### What the task requires:
Can you retype the passage of the teaching on refuge from "1.   The Social" up to and including "this conventional refuge." word for word?

### Selected extract:
- - - - -
Day 3 - Refuge in the Nature of Mind: Three Precepts of Garab Dorje



1.  The Social and Ultimate Meaning of Refuge

2.  Refuge in Rigpa: Pure Presence as the True Object of Refuge

3.  Surrender Without Going Anywhere: The Non-Dual Ground

4.  Rejecting Gradualism: No Path, No Goal, No Progress

5.  Buddhahood as Delusion: The Starting Point Is the Goal

6.  The Bodhisattva Vow in Dzogchen: Spontaneous Bodhichitta

7.  Bodhichitta Arises Outside Causality

8.  Non-Action and the Waiting Game

9.  The Ritual Syllables: Hūṃ and the Role of Mantra

10.   Garab Dorje’s Three Precepts: Recognition, Conviction, Confidence

11.   Recognition: The First Precept and Immediate Knowing

12.   Conviction Through Equality: Seeing Emptiness in All Phenomena

13.   Deconstructing Dualities: Sacred/Profane, Clean/Dirty, Good/Bad

14.   Working with Neuroses: Sexuality as a Mirror of Discrimination

15.   Emptiness as the Basis for Tenderness and Liberation

16.   The Snowball Effect of Conviction

17.   The Difficulty of Seeing Relational Neuroses

18.   Retreat as Clarification, Not Escape

19.   Confidence in Release: The Third Precept and Karma Exhaustion

20.   Faith as Progressive Certainty in Dzogchen Practice




1.   The Social and Ultimate Meaning of Refuge


Of course, we take refuge in the Buddha, the Dharma, and the Sangha. But this is just a social thing—so that we can tell our friends where we are at the moment. We are going to explain why we are going into retreat, or doing the seminar, or something. I guess it can be useful sometimes, although at other times it can create problems. I think if you have to tell your mother where you are going—she is a devout Christian—then you might need this conventional refuge.
- - - - -
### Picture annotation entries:

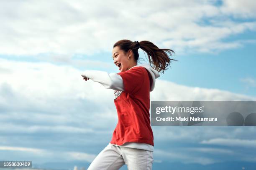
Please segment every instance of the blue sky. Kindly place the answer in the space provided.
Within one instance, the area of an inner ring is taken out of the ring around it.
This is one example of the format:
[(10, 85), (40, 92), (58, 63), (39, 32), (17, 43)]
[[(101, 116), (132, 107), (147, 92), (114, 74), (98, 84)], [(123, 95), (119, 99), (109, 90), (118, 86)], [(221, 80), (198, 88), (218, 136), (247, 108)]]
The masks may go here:
[[(151, 100), (256, 100), (255, 1), (110, 2), (0, 2), (0, 160), (90, 162), (117, 115), (113, 90), (80, 75), (119, 72), (121, 39), (175, 52)], [(152, 129), (159, 163), (256, 162), (254, 127)]]

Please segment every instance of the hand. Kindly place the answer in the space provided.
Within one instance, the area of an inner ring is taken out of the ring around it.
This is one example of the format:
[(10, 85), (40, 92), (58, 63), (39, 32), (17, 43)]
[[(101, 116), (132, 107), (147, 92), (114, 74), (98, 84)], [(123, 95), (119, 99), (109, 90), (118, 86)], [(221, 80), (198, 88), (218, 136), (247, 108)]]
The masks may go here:
[(84, 77), (83, 78), (84, 78), (84, 80), (85, 80), (85, 81), (87, 81), (87, 80), (89, 80), (89, 78), (84, 78)]

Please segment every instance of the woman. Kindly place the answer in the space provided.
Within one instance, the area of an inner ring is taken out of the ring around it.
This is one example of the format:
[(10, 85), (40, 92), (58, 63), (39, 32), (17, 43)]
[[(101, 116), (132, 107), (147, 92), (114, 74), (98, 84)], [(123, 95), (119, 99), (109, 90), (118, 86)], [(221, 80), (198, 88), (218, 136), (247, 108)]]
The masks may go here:
[[(137, 65), (140, 48), (147, 54), (149, 65)], [(128, 170), (151, 170), (154, 136), (150, 126), (149, 92), (154, 89), (158, 72), (167, 69), (174, 52), (159, 49), (148, 41), (123, 40), (112, 51), (114, 63), (120, 72), (87, 70), (81, 75), (106, 88), (115, 90), (114, 100), (118, 120), (110, 143), (92, 161), (88, 170), (118, 170), (125, 164)], [(177, 60), (176, 60), (177, 61)], [(153, 65), (153, 68), (151, 67)]]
- - - - -
### Full solution:
1.   The Social and Ultimate Meaning of Refuge


Of course, we take refuge in the Buddha, the Dharma, and the Sangha. But this is just a social thing—so that we can tell our friends where we are at the moment. We are going to explain why we are going into retreat, or doing the seminar, or something. I guess it can be useful sometimes, although at other times it can create problems. I think if you have to tell your mother where you are going—she is a devout Christian—then you might need this conventional refuge.